#### [PROBLEM TO WORK ON]
Repeat exactly the lines below that lie between the line with "Find the bird's black" and the line with "Find the blue rolled", counting both of those lines as part of the answer.

[Region pointing data]
▼▼▼

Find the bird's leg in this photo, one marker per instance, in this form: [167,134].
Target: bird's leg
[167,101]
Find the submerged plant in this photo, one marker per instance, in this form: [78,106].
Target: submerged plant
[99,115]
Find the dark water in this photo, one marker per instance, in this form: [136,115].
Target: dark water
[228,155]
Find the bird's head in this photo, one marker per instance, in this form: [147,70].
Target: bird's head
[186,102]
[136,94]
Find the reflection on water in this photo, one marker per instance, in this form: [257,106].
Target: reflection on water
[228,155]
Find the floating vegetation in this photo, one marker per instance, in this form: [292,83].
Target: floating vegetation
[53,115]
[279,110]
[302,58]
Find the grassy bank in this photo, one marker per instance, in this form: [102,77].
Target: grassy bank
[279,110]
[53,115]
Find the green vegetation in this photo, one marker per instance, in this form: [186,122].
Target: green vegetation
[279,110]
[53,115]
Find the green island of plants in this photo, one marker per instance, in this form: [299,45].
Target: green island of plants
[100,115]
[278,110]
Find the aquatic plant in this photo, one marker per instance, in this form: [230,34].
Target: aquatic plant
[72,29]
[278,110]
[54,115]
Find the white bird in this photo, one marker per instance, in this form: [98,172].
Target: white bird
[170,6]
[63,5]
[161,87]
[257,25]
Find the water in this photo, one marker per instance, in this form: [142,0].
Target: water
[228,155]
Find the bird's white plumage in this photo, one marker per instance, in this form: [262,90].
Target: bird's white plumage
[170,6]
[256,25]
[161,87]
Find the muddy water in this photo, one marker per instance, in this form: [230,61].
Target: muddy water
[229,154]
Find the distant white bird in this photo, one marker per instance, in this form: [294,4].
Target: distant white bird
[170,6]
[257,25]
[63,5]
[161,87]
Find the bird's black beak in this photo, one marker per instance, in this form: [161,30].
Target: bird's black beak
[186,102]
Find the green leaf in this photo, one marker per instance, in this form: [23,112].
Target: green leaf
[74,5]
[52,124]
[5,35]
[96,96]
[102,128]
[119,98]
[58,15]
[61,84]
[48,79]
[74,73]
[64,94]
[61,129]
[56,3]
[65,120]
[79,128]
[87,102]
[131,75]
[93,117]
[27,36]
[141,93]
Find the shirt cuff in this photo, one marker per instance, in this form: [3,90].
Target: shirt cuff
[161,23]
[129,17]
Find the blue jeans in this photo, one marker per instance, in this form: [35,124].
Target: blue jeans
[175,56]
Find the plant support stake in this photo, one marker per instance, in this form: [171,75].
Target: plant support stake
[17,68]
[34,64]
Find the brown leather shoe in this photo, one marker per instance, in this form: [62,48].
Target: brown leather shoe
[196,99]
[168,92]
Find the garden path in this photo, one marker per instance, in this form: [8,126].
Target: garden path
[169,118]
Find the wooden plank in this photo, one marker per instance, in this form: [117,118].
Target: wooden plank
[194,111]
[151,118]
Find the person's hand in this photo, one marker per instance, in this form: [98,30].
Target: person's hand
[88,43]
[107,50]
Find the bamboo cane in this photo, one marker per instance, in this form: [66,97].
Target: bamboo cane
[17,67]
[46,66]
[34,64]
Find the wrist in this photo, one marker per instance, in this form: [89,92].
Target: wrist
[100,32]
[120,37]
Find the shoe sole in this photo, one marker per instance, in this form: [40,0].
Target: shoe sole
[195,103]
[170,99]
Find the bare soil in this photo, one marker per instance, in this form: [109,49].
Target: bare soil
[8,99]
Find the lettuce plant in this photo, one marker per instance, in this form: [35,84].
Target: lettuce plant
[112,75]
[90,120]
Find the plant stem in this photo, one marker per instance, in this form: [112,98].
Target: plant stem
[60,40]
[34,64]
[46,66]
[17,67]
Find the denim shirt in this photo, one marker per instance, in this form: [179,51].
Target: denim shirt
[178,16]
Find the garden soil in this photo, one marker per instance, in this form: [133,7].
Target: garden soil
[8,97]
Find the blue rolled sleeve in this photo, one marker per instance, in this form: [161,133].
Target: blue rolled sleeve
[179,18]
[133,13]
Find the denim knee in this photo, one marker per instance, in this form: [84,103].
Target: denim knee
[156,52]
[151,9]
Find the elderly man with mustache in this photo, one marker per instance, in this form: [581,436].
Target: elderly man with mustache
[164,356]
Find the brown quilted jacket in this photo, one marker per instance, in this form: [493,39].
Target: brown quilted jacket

▲▲▲

#### [RESPONSE TO THE EXERCISE]
Find the bird's black beak in this photo, one marker per instance, in this form: [161,30].
Target: bird's black beak
[186,102]
Find the green leaf in this photo, one marker per instance, in this form: [23,112].
Target: green leaf
[74,5]
[52,124]
[5,35]
[96,96]
[102,128]
[119,98]
[58,15]
[61,84]
[48,79]
[74,73]
[64,94]
[61,129]
[56,3]
[65,120]
[79,128]
[87,102]
[131,75]
[93,117]
[27,36]
[141,93]
Find the shirt cuff in this photo, one marker per instance, in this form: [3,90].
Target: shirt cuff
[161,23]
[129,17]
Find the blue jeans in this photo, one marker per instance, in this form: [35,124].
Target: blue jeans
[175,56]
Find the plant support stake in this photo, one marker per instance, in this form: [171,75].
Target: plant support stake
[17,68]
[34,64]
Find the brown leather shoe in this photo, one marker per instance, in this form: [62,48].
Target: brown leather shoe
[196,99]
[168,92]
Find the garden path in this photo, one marker per instance, in this form: [8,126].
Target: garden path
[169,118]
Find the wooden plank in this photo, one marker per instance, in this form: [117,118].
Target: wooden plank
[194,111]
[151,118]
Find the person's hand in this photo, one marker per instance, in this form: [98,30].
Target: person's hand
[88,43]
[107,50]
Find the bamboo cane in this photo, one marker per instance, in this form: [66,97].
Target: bamboo cane
[17,67]
[46,66]
[34,64]
Find the wrist in this photo, one marker per instance, in this form: [89,92].
Target: wrist
[100,32]
[120,37]
Find the shoe sole in this photo, one marker per instance, in this form: [40,0].
Target: shoe sole
[195,103]
[170,99]
Find the bare soil in this photo, one marker per instance, in this form: [109,49].
Target: bare soil
[8,99]
Find the lettuce plant in this photo, one marker per instance, in this form: [35,84].
Target: lettuce plant
[112,75]
[90,120]
Find the plant stem in this photo, one marker per instance, in this form: [112,98].
Target: plant stem
[60,40]
[34,64]
[46,66]
[17,67]
Find the denim shirt in this photo, one marker per instance, in this form: [179,51].
Target: denim shirt
[178,16]
Find the garden soil in this photo, one marker per instance, in this form: [133,7].
Target: garden soil
[8,97]
Find the blue rolled sleeve in this photo, one marker per instance, in this form: [161,133].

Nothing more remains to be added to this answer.